start Document text

The next morning, Jack decided he wanted us all to go watch the sun rise together, because he woke us up with just enough time to take him out to the beach right behind the hotel.
I’m not sure that I have ever watched the sun rise on the beach, but as the dad and husband, I figured it was my duty to make sure my son and wife saw this legendary event. If nothing else, it was pretty Clark Griswald of me.
We had the whole beach to ourselves. Since Jack always loves his bath time every night, we assumed he would love the beach.
He didn’t like the sand between his toes. He didn’t like the ocean waves rushing towards him. He is no beach bum; that’s for sure.
Jack preferred to ride on my shoulders the whole time, admiring the ocean from a distance.
He liked when the three of us started walking along the beach, encountering plenty of mysterious crustaceans. We saved the lives of several shelled creatures that had been washed up on shore during the night. Before tossing each one back into the ocean, I would let Jack visually inspect it for approval.

end Document text
start Stored records

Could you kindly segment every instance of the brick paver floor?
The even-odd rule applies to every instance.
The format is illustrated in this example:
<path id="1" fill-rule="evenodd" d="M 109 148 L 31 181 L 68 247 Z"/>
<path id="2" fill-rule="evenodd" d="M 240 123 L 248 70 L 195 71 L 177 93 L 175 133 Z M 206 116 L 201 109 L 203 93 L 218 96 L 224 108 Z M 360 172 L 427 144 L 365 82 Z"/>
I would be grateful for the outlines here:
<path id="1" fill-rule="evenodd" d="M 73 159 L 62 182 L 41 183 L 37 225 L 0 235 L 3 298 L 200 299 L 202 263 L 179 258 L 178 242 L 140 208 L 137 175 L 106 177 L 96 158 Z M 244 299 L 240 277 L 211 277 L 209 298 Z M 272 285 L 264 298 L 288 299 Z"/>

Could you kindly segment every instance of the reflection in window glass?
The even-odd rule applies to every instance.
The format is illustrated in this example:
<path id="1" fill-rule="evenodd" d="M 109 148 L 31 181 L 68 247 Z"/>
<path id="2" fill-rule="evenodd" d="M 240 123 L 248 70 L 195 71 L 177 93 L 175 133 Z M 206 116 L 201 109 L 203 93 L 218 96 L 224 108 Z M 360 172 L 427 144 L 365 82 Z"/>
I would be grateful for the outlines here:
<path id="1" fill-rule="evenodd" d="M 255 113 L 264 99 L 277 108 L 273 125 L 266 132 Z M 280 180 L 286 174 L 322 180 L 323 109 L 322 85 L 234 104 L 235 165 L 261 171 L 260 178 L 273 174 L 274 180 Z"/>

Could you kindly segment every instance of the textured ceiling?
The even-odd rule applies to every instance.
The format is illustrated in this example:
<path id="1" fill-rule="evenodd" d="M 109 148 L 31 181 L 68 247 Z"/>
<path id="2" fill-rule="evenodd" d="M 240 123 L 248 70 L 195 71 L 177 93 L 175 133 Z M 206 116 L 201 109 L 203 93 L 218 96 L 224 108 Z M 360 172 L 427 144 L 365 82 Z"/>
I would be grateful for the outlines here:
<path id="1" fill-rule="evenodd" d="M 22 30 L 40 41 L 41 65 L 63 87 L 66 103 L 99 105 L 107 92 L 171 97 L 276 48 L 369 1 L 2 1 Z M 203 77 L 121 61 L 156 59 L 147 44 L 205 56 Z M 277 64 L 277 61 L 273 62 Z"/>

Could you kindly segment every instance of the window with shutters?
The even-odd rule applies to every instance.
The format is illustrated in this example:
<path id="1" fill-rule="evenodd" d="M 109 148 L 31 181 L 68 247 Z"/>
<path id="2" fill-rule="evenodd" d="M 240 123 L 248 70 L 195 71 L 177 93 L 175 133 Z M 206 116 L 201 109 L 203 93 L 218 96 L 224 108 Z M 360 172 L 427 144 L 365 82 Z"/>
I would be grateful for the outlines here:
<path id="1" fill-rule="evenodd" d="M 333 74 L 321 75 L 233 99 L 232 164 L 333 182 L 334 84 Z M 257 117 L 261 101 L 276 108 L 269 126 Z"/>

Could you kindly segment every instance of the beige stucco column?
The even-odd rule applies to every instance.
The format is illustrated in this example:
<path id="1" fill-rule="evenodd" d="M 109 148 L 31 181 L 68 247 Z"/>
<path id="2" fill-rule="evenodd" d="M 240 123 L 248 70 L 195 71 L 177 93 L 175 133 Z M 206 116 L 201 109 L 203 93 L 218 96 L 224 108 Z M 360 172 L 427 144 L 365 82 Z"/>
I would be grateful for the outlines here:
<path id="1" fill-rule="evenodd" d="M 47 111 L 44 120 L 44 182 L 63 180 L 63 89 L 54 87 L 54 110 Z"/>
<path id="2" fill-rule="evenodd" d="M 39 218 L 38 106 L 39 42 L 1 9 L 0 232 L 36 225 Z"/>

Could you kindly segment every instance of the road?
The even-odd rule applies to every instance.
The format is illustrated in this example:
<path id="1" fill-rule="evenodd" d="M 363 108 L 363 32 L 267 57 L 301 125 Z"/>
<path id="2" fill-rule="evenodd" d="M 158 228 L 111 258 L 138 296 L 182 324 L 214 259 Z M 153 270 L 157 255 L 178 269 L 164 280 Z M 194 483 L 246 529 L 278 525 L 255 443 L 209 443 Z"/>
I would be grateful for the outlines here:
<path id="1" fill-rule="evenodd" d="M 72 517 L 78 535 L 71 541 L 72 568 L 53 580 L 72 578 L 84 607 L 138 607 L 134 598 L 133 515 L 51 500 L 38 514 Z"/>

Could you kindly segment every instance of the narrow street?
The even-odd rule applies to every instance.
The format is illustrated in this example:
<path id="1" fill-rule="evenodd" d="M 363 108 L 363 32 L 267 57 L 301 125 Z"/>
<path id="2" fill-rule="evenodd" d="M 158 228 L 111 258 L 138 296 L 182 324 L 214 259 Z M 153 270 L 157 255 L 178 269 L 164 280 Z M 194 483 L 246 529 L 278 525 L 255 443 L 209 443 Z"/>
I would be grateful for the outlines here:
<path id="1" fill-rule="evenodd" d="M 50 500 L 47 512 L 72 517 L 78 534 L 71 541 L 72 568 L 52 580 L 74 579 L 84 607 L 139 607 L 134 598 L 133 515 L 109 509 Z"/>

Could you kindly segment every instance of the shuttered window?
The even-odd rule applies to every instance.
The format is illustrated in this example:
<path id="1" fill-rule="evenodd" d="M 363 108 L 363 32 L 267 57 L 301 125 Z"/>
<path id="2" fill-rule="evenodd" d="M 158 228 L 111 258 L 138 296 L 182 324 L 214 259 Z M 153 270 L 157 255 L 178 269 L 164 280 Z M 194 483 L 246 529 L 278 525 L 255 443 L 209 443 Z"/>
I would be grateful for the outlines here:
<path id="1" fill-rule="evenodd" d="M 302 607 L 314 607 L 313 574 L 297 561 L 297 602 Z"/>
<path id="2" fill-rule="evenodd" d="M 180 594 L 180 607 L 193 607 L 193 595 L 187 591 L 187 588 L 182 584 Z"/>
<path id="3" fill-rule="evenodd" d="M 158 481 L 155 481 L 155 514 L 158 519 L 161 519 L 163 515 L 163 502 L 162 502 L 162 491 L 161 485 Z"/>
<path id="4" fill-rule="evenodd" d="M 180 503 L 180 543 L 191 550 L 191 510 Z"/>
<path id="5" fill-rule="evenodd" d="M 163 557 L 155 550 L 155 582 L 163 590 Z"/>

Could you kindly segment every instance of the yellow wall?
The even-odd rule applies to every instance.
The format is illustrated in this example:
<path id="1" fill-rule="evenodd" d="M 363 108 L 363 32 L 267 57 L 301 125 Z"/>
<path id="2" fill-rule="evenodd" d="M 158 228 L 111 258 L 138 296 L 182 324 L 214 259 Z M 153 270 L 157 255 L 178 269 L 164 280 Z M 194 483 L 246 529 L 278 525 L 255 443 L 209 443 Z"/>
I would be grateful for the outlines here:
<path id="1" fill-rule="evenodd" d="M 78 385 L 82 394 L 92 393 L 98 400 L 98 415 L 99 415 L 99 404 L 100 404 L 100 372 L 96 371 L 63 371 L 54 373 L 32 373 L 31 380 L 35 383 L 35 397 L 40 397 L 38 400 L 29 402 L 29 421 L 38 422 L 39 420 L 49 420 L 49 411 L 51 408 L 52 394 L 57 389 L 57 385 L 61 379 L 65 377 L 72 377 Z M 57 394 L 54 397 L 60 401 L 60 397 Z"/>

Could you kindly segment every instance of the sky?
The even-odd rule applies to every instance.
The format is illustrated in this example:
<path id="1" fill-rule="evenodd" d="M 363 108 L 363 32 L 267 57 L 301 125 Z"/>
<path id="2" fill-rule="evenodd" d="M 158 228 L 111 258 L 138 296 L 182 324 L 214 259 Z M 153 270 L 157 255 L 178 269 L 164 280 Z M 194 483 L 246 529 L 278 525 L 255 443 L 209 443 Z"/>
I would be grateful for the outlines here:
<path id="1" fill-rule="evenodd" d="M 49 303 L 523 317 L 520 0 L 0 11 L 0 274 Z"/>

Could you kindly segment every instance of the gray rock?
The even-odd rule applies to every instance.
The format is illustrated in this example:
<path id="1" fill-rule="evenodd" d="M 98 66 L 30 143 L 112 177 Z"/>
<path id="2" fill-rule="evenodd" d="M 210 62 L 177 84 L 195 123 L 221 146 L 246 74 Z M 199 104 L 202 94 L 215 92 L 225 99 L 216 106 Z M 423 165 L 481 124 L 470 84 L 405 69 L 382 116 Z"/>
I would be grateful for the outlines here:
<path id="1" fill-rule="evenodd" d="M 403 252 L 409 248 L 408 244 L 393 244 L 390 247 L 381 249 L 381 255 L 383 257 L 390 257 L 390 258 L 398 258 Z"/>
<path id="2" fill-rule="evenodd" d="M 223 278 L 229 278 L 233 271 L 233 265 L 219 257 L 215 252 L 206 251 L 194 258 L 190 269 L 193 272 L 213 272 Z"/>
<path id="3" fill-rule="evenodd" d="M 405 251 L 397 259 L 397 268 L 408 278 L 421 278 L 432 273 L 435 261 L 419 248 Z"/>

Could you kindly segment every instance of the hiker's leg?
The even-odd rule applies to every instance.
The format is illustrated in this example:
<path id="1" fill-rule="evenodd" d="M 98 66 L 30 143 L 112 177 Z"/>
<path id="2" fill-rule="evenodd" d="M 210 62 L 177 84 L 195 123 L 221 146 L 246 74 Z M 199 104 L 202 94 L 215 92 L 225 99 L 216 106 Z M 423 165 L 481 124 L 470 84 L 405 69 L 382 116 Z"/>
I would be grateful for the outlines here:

end Stored records

### Tasks to carry out
(a) Answer these from the beach sunrise account:
(i) Where was the beach in relation to the hotel?
(ii) What two things did Jack not like at the beach?
(iii) What did the narrator let Jack do before tossing each shelled creature back into the ocean?
(b) List everything the beach sunrise account says Jack loves, likes, or prefers.
(c) Summarize the beach sunrise account in two sentences.

### Answers to the exercises
(a)
(i) Right behind the hotel.
(ii) The sand between his toes and the ocean waves rushing towards him.
(iii) Visually inspect it for approval.

(b)
- His bath time every night
- Riding on the narrator's shoulders, admiring the ocean from a distance
- Walking along the beach with the other two

(c) Jack woke the family in time to watch the sunrise on the empty beach behind the hotel, but he disliked the sand and the waves and preferred to ride on the narrator's shoulders. He liked walking along the beach with the other two, where he inspected each washed-up shelled creature before the narrator tossed it back into the ocean.